Extrait du texte:
#####

L'autocritique nécessaire

Face à ce tableau, il serait tentant pour les DSI de se poser uniquement en victimes. Pourtant, une partie de la responsabilité leur incombe également. Trop souvent, ils abordent l'IA sous un angle exclusivement technologique, comme un projet d'infrastructure de plus.

Ils parlent de data lakes, d'architectures distribuées et de pipelines de données quand les dirigeants et les métiers attendent des réponses sur la création de valeur, l'expérience client ou l'efficacité opérationnelle. Ce décalage de langage creuse un fossé de compréhension qui transforme le DSI en expert isolé plutôt qu'en partenaire de transformation.

"Certains dirigeants pensent que l'IA, c'est magique. Comme s'il suffisait de claquer des doigts et tout serait automatisé...", s'insurge un responsable innovation. Mais si cette vision persiste, c'est aussi parce que les DSI n'ont pas toujours su vulgariser les enjeux ni cadrer les attentes.

Autre écueil : l'accumulation de preuves de concept (POC) sans vision d'ensemble. De nombreuses DSI ont multiplié les démonstrations spectaculaires - chatbots, analyses prédictives, reconnaissance d'images - sans construire de stratégie cohérente ni de cadre de décision pour industrialiser ces expérimentations. L'IA devient alors un gadget technologique, une succession d'effets "wahou" sans impact durable.

Sortir de l'impasse : le DSI comme architecte de sens

Pour dépasser ces contradictions, une refondation du rôle du DSI s'impose. Celui-ci ne peut plus être un simple exécutant technique ni un gestionnaire d'infrastructure. Il doit devenir :

  • Un facilitateur d'intelligence collective, capable de créer des ponts entre des mondes qui ne se parlent pas

  • Un traducteur entre les enjeux technologiques et stratégiques

  • Un architecte de transformation organisationnelle qui pense usages avant de penser outils

Cette mutation exige de revenir aux fondamentaux :

L'acculturation des dirigeants

La première mission du DSI moderne est pédagogique. Il doit démystifier l'IA auprès des décideurs, établir clairement ce qui relève du possible et de l'illusoire, et construire une vision partagée des transformations à mener.

Des objectifs business ancrés dans la stratégie

Aucun projet IA ne devrait démarrer sans répondre à une question simple : quel problème métier cherchons-nous à résoudre ? L'IA n'est pas une fin en soi, mais un moyen au service d'une ambition stratégique clairement définie.

Des arbitrages assumés collectivement

La transformation par l'IA doit être portée au plus haut niveau, avec des sponsors identifiés qui s'engagent sur des ressources et des priorités. Le DSI ne peut être le seul garant du succès.

Une gouvernance alignée

La réussite passe par un alignement entre DSI, RH, métiers et COMEX. Des comités transverses doivent définir ensemble les critères de succès, les jalons et les responsabilités de chacun.

Une feuille de route réaliste et progressive

Loin des grands sauts dans l'inconnu, l'approche gagnante consiste à construire une trajectoire par étapes, avec des victoires rapides qui créent la confiance et financent les phases ultérieures.

#####

Recopiez le texte sur le DSI et l'IA de « Pour dépasser ces » à « transformations à mener. », en substituant « médiateur » à « traducteur ». Les entrées n'ont aucun rapport avec le texte sur le DSI et l'IA.

#####

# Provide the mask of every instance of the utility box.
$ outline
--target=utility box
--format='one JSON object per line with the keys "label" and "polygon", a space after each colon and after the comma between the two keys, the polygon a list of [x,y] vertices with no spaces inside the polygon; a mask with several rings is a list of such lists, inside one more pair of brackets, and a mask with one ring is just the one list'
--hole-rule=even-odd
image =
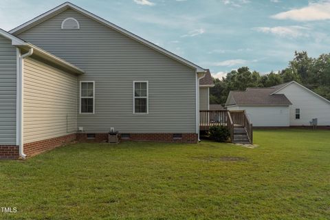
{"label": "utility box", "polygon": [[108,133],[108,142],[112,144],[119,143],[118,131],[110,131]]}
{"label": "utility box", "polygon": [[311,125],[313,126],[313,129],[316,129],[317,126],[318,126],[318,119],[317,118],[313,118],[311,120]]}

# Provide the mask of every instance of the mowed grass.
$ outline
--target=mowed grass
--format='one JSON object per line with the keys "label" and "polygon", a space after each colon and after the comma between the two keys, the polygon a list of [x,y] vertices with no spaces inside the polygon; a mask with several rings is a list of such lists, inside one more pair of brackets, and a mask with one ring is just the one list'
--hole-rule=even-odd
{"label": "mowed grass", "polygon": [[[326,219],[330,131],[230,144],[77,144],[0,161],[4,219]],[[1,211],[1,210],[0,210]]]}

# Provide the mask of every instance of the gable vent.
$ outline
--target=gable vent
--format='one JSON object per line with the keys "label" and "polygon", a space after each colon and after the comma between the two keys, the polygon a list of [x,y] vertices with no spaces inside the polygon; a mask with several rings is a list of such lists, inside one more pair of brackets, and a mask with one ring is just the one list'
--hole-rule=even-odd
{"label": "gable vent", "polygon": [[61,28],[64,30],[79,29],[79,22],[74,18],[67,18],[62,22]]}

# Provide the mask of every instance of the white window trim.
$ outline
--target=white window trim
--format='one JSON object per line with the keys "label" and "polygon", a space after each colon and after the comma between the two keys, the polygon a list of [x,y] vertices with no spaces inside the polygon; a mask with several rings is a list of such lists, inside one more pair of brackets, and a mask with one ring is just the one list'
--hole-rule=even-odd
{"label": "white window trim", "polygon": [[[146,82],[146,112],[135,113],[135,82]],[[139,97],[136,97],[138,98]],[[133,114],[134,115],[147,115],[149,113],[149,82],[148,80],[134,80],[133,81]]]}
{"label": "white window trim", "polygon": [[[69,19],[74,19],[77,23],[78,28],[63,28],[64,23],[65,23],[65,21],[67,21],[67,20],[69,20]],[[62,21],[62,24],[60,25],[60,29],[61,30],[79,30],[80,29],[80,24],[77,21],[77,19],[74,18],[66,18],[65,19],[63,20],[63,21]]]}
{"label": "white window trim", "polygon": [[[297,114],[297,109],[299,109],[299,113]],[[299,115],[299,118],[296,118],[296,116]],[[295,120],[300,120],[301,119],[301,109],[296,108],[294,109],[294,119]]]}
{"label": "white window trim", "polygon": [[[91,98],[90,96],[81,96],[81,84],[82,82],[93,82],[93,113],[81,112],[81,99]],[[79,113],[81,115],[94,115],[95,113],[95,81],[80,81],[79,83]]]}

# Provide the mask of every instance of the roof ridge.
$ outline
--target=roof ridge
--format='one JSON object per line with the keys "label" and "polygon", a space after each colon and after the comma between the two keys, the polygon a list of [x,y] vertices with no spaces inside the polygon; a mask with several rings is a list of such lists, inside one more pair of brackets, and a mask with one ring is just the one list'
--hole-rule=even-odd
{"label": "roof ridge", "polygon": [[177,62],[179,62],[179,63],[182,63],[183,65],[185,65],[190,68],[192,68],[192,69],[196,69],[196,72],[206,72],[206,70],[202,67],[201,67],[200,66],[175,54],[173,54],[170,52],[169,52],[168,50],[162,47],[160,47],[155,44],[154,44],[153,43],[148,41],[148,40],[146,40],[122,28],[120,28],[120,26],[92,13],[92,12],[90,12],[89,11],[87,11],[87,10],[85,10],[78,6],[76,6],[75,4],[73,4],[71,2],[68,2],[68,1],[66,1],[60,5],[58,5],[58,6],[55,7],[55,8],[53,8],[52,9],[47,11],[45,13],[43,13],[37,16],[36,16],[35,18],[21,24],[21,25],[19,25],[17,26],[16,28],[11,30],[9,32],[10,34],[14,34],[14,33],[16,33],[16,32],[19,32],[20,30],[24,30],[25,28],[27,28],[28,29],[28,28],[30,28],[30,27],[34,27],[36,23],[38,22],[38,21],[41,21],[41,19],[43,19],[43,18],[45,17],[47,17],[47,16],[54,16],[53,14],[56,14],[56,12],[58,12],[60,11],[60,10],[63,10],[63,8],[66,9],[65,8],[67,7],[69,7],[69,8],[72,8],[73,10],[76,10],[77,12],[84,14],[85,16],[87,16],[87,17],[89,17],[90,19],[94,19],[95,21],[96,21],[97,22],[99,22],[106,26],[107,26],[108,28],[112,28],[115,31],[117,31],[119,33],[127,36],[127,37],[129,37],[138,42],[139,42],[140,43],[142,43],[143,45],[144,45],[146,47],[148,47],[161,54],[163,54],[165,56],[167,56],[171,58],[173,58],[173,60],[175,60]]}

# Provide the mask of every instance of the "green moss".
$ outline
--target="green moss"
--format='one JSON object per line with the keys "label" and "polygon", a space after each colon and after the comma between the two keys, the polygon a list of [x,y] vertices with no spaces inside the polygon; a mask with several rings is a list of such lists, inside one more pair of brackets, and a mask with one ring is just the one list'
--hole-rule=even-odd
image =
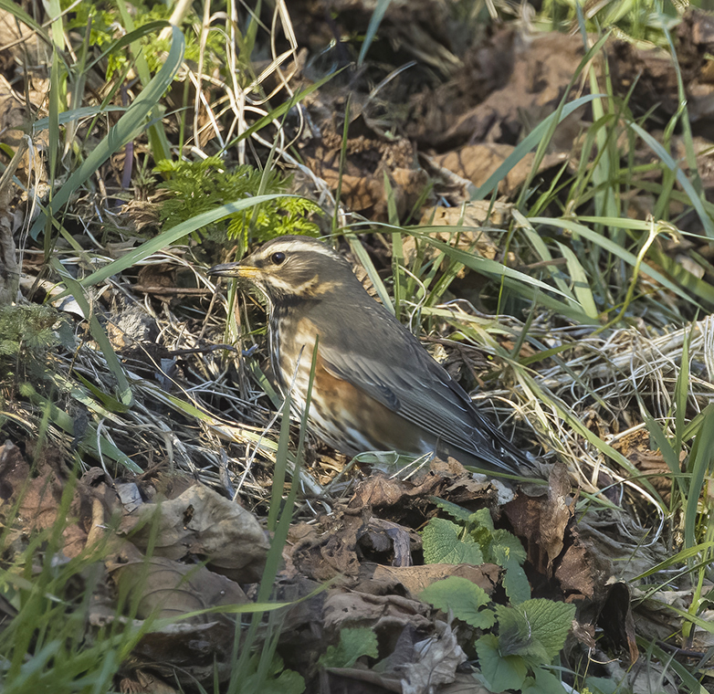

#####

Corrigé:
Pour dépasser ces contradictions, une refondation du rôle du DSI s'impose. Celui-ci ne peut plus être un simple exécutant technique ni un gestionnaire d'infrastructure. Il doit devenir :

  • Un facilitateur d'intelligence collective, capable de créer des ponts entre des mondes qui ne se parlent pas

  • Un médiateur entre les enjeux technologiques et stratégiques

  • Un architecte de transformation organisationnelle qui pense usages avant de penser outils

Cette mutation exige de revenir aux fondamentaux :

L'acculturation des dirigeants

La première mission du DSI moderne est pédagogique. Il doit démystifier l'IA auprès des décideurs, établir clairement ce qui relève du possible et de l'illusoire, et construire une vision partagée des transformations à mener.